### Required work
A - In the news report on abortion pill violations, copy the part starting with "Across the state, the" and going on through "second trimester abortions.", swapping "launched" for "started".
B - Resume the news report on the FDA's abortion pill drive, writing on after its last sentence.

### Passage shown
***

7 police complaints filed for abortion pill violations
In a special drive to check sex-selective abortions, the Food and Drug Administration (FDA) has filed seven police complaints against at least 37 persons in the past month, including doctors, chemists and medical representatives in the city, for violations in stocking and maintaining records of abortion pills.mumbai Updated: Jul 07, 2012 01:41 IST
In a special drive to check sex-selective abortions, the Food and Drug Administration (FDA) has filed seven police complaints against at least 37 persons in the past month, including doctors, chemists and medical representatives in the city, for violations in stocking and maintaining records of abortion pills.
Across the state, the FDA has launched 28 complaints in all. The drive, launched on June 6, has resulted in a 81% drop statewide in sale of pills used for second trimester abortions.
According to the Drugs and Cosmetics Act, 1940, doctors, while giving prescriptions for abortion pills, need to mention details such as registration number, name and address of medical practitioner, name and address of the pregnant woman, name of the medicines, manufacturer and expiry date. Chemists are expected to check these details and cannot dispense pills against incomplete prescriptions. They have to maintain records of these prescriptions for two years. Only qualified gynaecologists are allowed to prescribe these medicines. If found guilty, offenders attract a jail term of up to two years.

***

### Source information

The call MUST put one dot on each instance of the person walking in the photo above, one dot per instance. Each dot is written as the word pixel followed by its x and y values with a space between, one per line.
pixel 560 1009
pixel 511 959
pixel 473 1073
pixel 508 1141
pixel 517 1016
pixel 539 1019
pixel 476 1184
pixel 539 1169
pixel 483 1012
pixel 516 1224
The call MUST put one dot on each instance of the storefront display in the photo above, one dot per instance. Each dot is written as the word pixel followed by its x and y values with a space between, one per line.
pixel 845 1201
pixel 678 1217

***

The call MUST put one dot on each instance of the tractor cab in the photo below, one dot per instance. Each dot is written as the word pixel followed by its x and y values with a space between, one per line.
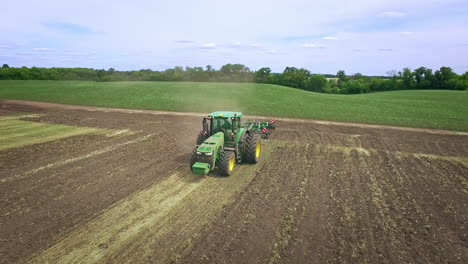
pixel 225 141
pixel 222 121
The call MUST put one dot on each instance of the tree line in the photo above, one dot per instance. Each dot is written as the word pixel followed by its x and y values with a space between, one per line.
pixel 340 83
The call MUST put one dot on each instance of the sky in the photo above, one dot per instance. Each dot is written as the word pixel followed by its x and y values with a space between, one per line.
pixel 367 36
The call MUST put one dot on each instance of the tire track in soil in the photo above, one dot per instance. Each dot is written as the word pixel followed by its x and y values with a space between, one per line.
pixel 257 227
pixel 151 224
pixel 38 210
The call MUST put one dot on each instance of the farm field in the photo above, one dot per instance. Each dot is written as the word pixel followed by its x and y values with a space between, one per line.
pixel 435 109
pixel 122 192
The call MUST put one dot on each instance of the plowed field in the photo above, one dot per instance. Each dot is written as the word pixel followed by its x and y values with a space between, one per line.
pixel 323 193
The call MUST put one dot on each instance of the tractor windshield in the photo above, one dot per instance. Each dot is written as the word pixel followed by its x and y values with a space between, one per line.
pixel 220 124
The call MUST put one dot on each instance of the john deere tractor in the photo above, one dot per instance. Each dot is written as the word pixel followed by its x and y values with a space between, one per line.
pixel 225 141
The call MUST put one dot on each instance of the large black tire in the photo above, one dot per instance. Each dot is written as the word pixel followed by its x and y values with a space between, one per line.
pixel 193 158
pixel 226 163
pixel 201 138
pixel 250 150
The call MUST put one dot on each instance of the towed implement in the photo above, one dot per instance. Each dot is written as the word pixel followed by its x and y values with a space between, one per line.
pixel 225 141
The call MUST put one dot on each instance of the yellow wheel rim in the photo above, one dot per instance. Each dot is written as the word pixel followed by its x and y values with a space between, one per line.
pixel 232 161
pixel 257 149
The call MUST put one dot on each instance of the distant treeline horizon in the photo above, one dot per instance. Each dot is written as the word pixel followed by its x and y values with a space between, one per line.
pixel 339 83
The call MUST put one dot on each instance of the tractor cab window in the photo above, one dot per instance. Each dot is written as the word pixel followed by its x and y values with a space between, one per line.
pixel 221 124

***

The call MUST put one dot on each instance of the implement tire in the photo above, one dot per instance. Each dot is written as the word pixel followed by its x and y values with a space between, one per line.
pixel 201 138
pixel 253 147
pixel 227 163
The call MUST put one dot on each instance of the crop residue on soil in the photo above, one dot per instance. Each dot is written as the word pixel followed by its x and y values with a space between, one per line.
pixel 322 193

***

### Answer section
A -
Across the state, the FDA has started 28 complaints in all. The drive, started on June 6, has resulted in a 81% drop statewide in sale of pills used for second trimester abortions.

B -
However the FDA found many doctors, chemists and medical representatives had not maintained proper records of prescriptions and stocks of abortion pills. So far, it has served notices to 1,159 chemists statewide.
“Abortion pill sales in June dropped to 18.72% of average monthly sales,” said Mahesh Zagade, commissioner, FDA.
Doctors have complained that as a result of the crackdown, chemists are refusing to sell abortion pills as a result of which genuine cases of pregnant women in need of abortions have been unable to get required medicines. Zagade said doctors should complain to local drug inspectors and the FDA would make the medicines available.
“It was unfair to take action against chemists. Chemists face genuine problems such as receiving prescriptions from general physicians, homeopaths, and ayurvedic doctors in the area who routinely prescribe abortion pills and it becomes very difficult to refuse these. There should be monitoring on that as well,” said Dhanskhekhar Nadar, head of chemists’ association in Mulund.
He denied reports that chemists were refusing to stock medicines and said records of prescriptions were being maintained.